[[ INPUT FOR THIS TASK open ]]
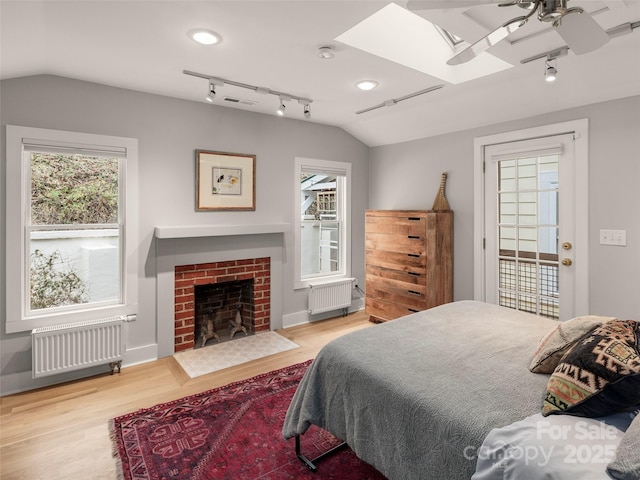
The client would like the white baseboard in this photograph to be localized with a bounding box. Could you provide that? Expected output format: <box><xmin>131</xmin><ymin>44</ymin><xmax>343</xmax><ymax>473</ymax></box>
<box><xmin>282</xmin><ymin>299</ymin><xmax>364</xmax><ymax>329</ymax></box>
<box><xmin>282</xmin><ymin>311</ymin><xmax>310</xmax><ymax>329</ymax></box>
<box><xmin>123</xmin><ymin>343</ymin><xmax>159</xmax><ymax>364</ymax></box>
<box><xmin>0</xmin><ymin>343</ymin><xmax>159</xmax><ymax>396</ymax></box>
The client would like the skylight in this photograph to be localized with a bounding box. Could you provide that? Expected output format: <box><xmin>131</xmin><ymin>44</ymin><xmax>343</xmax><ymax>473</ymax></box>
<box><xmin>335</xmin><ymin>3</ymin><xmax>512</xmax><ymax>85</ymax></box>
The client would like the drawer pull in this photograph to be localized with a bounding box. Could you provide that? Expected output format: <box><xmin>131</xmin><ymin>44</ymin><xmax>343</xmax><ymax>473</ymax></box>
<box><xmin>408</xmin><ymin>235</ymin><xmax>420</xmax><ymax>239</ymax></box>
<box><xmin>407</xmin><ymin>217</ymin><xmax>421</xmax><ymax>221</ymax></box>
<box><xmin>408</xmin><ymin>290</ymin><xmax>421</xmax><ymax>296</ymax></box>
<box><xmin>407</xmin><ymin>253</ymin><xmax>420</xmax><ymax>258</ymax></box>
<box><xmin>408</xmin><ymin>272</ymin><xmax>421</xmax><ymax>276</ymax></box>
<box><xmin>408</xmin><ymin>308</ymin><xmax>419</xmax><ymax>313</ymax></box>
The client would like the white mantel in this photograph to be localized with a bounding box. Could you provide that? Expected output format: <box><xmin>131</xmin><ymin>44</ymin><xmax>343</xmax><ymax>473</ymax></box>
<box><xmin>154</xmin><ymin>224</ymin><xmax>287</xmax><ymax>358</ymax></box>
<box><xmin>154</xmin><ymin>223</ymin><xmax>290</xmax><ymax>239</ymax></box>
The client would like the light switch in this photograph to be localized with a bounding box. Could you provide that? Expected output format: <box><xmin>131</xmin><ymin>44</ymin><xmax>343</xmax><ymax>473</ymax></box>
<box><xmin>599</xmin><ymin>229</ymin><xmax>627</xmax><ymax>246</ymax></box>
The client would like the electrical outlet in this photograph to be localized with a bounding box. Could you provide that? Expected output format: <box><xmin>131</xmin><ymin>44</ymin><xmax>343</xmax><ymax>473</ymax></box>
<box><xmin>599</xmin><ymin>229</ymin><xmax>627</xmax><ymax>246</ymax></box>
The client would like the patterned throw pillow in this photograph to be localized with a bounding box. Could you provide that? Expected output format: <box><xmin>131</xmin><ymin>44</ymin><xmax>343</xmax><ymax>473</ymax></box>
<box><xmin>529</xmin><ymin>315</ymin><xmax>615</xmax><ymax>374</ymax></box>
<box><xmin>607</xmin><ymin>412</ymin><xmax>640</xmax><ymax>480</ymax></box>
<box><xmin>542</xmin><ymin>320</ymin><xmax>640</xmax><ymax>417</ymax></box>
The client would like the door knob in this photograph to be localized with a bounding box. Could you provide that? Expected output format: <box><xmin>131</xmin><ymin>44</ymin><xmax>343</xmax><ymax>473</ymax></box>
<box><xmin>562</xmin><ymin>258</ymin><xmax>573</xmax><ymax>266</ymax></box>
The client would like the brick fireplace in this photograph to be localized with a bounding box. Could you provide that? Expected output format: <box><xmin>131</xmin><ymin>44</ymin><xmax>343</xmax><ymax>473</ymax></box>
<box><xmin>174</xmin><ymin>257</ymin><xmax>270</xmax><ymax>352</ymax></box>
<box><xmin>155</xmin><ymin>224</ymin><xmax>287</xmax><ymax>359</ymax></box>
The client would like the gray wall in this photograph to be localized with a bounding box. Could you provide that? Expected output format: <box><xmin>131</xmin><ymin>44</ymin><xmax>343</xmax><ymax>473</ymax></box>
<box><xmin>0</xmin><ymin>75</ymin><xmax>369</xmax><ymax>394</ymax></box>
<box><xmin>2</xmin><ymin>74</ymin><xmax>638</xmax><ymax>395</ymax></box>
<box><xmin>369</xmin><ymin>95</ymin><xmax>640</xmax><ymax>319</ymax></box>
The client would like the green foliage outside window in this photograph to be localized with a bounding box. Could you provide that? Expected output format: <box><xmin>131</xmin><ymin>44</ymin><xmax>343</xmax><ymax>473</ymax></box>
<box><xmin>30</xmin><ymin>249</ymin><xmax>87</xmax><ymax>310</ymax></box>
<box><xmin>30</xmin><ymin>153</ymin><xmax>119</xmax><ymax>225</ymax></box>
<box><xmin>29</xmin><ymin>152</ymin><xmax>119</xmax><ymax>310</ymax></box>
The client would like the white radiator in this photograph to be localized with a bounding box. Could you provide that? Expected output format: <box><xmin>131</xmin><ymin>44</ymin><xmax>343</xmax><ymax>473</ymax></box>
<box><xmin>308</xmin><ymin>278</ymin><xmax>355</xmax><ymax>315</ymax></box>
<box><xmin>31</xmin><ymin>316</ymin><xmax>127</xmax><ymax>378</ymax></box>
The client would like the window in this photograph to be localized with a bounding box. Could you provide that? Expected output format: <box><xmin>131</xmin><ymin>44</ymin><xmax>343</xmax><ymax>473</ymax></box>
<box><xmin>5</xmin><ymin>126</ymin><xmax>138</xmax><ymax>333</ymax></box>
<box><xmin>294</xmin><ymin>158</ymin><xmax>351</xmax><ymax>289</ymax></box>
<box><xmin>497</xmin><ymin>153</ymin><xmax>560</xmax><ymax>318</ymax></box>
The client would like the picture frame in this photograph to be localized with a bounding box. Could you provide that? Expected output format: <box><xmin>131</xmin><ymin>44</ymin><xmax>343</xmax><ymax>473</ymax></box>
<box><xmin>196</xmin><ymin>150</ymin><xmax>256</xmax><ymax>211</ymax></box>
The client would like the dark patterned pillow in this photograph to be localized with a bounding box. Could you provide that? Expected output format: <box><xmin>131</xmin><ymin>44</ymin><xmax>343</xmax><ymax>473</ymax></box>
<box><xmin>542</xmin><ymin>320</ymin><xmax>640</xmax><ymax>417</ymax></box>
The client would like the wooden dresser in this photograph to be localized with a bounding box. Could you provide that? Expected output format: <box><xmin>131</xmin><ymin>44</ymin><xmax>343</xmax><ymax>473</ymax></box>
<box><xmin>365</xmin><ymin>210</ymin><xmax>453</xmax><ymax>323</ymax></box>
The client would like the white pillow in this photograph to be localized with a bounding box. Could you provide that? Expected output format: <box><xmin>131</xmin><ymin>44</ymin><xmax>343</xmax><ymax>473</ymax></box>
<box><xmin>529</xmin><ymin>315</ymin><xmax>615</xmax><ymax>374</ymax></box>
<box><xmin>472</xmin><ymin>412</ymin><xmax>632</xmax><ymax>480</ymax></box>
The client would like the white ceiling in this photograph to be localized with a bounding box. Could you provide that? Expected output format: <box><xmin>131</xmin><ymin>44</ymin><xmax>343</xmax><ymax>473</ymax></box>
[[ INPUT FOR THIS TASK closed ]]
**TRY IT:**
Up to and including the last line above, starting with the line that contains "The client would like the white pillow", return each line exactly and nothing else.

**PROBLEM SOLUTION:**
The client would like the white pillow in this photograph to be localized with a bounding box. Could you provide that? Expected output format: <box><xmin>131</xmin><ymin>44</ymin><xmax>343</xmax><ymax>473</ymax></box>
<box><xmin>529</xmin><ymin>315</ymin><xmax>615</xmax><ymax>374</ymax></box>
<box><xmin>472</xmin><ymin>412</ymin><xmax>632</xmax><ymax>480</ymax></box>
The client would like the white ceiling in this photograph to be localized with a bounding box. Could you provide that? Expected output format: <box><xmin>131</xmin><ymin>44</ymin><xmax>343</xmax><ymax>473</ymax></box>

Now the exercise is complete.